**What is required**
Go through the data and copy each line where the string "mainsail" appears.

**Entries provided**

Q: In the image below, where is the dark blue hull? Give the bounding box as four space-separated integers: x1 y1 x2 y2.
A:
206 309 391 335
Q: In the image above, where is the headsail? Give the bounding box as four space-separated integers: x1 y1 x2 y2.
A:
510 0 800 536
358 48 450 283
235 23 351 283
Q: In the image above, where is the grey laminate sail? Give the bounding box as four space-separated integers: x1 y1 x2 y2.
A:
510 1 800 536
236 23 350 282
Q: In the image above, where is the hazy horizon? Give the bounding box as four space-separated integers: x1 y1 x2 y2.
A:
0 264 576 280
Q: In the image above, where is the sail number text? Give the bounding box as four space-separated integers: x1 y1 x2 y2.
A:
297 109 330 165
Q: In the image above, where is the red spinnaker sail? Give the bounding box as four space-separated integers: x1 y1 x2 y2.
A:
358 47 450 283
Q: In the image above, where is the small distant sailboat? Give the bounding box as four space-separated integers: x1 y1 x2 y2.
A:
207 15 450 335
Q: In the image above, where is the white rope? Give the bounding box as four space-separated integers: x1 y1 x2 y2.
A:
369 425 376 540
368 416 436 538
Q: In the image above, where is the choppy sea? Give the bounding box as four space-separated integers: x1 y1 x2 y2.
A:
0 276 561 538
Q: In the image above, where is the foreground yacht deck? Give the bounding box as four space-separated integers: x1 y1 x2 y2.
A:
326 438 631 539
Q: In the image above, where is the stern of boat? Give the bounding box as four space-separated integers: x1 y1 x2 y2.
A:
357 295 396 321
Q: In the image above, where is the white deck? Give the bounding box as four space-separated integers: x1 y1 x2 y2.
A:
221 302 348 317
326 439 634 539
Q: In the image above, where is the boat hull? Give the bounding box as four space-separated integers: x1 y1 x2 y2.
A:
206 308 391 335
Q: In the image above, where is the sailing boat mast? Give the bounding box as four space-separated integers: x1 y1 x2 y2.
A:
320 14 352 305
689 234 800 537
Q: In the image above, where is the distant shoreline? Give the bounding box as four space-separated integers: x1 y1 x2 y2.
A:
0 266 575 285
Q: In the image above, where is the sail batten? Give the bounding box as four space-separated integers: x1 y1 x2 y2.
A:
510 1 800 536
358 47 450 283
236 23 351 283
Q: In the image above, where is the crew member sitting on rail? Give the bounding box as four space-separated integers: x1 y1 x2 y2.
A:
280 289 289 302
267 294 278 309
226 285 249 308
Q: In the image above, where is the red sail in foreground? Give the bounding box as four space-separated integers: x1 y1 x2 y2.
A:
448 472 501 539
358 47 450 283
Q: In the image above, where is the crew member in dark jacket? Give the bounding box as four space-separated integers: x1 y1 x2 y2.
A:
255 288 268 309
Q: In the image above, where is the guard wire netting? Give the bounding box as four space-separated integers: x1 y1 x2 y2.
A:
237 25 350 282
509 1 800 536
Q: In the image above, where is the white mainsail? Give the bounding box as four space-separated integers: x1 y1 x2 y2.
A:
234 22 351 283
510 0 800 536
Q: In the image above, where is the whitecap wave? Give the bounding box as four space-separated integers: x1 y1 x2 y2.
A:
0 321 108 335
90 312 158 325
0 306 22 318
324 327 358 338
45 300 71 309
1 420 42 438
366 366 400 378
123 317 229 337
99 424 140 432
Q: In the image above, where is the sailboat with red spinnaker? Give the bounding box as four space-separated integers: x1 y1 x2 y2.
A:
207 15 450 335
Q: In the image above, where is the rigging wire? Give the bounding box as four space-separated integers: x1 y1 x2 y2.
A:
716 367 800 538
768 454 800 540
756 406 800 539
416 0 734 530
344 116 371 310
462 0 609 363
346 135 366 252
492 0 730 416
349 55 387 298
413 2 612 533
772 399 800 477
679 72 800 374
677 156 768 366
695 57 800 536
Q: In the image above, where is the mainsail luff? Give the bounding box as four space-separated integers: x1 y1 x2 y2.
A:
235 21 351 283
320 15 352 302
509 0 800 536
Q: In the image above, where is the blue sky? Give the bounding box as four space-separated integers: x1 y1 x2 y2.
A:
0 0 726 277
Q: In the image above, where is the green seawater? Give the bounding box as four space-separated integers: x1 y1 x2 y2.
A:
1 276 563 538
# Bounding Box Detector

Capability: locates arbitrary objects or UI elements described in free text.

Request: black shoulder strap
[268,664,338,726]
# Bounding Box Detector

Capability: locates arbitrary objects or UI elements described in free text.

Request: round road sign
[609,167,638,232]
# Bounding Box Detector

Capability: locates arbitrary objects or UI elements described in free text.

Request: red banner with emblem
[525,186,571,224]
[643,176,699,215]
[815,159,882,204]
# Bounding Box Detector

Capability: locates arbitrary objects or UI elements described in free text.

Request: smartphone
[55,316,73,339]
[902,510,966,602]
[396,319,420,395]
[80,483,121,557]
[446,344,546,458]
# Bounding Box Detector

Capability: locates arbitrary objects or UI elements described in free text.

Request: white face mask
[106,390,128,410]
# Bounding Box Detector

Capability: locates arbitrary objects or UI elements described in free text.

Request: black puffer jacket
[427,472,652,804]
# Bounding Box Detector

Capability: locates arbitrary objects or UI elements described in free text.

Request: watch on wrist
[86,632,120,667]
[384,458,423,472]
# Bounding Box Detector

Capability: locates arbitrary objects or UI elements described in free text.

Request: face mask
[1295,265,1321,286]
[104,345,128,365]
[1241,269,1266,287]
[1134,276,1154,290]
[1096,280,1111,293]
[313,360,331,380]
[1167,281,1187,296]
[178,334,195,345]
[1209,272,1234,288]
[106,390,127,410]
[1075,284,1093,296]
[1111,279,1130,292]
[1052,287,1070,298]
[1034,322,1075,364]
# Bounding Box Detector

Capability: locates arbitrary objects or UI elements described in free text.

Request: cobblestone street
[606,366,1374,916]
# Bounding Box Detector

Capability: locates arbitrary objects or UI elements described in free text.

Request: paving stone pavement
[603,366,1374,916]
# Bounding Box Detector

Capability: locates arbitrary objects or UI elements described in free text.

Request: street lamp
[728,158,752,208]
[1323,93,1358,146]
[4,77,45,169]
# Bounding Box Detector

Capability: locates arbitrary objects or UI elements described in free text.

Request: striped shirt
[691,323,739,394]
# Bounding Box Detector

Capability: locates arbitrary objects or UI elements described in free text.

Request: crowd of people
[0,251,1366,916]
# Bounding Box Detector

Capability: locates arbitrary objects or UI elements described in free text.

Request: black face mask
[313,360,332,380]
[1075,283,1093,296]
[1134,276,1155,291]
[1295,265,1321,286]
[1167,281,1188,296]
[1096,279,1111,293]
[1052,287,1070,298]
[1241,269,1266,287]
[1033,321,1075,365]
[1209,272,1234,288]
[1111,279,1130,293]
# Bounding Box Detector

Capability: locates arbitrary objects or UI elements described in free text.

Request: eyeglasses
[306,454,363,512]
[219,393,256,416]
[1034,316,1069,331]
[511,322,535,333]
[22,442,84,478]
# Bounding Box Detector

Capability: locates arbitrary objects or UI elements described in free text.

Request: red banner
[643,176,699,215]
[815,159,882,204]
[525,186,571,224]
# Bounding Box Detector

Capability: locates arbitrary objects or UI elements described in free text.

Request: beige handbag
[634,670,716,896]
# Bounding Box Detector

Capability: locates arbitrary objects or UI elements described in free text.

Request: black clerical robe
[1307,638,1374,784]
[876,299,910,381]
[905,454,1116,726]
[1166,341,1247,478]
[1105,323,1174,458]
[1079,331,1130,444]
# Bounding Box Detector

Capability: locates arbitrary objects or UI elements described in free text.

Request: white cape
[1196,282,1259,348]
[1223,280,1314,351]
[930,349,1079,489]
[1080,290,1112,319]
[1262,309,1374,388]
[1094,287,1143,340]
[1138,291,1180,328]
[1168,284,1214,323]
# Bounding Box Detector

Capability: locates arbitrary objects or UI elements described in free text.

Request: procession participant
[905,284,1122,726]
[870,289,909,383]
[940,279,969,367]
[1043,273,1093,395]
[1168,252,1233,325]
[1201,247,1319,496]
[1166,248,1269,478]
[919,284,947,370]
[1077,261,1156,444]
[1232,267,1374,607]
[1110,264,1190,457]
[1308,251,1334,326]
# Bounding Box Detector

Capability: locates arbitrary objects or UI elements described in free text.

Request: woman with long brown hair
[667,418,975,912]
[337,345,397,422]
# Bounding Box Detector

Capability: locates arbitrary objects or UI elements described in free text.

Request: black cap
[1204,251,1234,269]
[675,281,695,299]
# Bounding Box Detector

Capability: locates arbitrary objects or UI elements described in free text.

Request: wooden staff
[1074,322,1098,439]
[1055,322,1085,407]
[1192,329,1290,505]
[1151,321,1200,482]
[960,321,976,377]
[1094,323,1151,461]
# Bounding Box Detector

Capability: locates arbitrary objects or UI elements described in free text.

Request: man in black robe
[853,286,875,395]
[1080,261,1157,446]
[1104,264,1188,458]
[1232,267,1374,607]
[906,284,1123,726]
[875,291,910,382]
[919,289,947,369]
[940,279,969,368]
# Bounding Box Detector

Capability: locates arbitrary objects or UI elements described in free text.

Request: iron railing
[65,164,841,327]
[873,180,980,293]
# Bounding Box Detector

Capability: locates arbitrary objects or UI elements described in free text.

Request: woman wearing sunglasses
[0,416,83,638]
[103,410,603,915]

**Your response**
Q: In the image above, where is the white mainsail? Give the bounding box as four space-separated integers: x1 y1 x2 y2.
Q: In the image above, where is the mainsail luff? Give the bounding box as four space-separated integers: x1 y1 x2 y2.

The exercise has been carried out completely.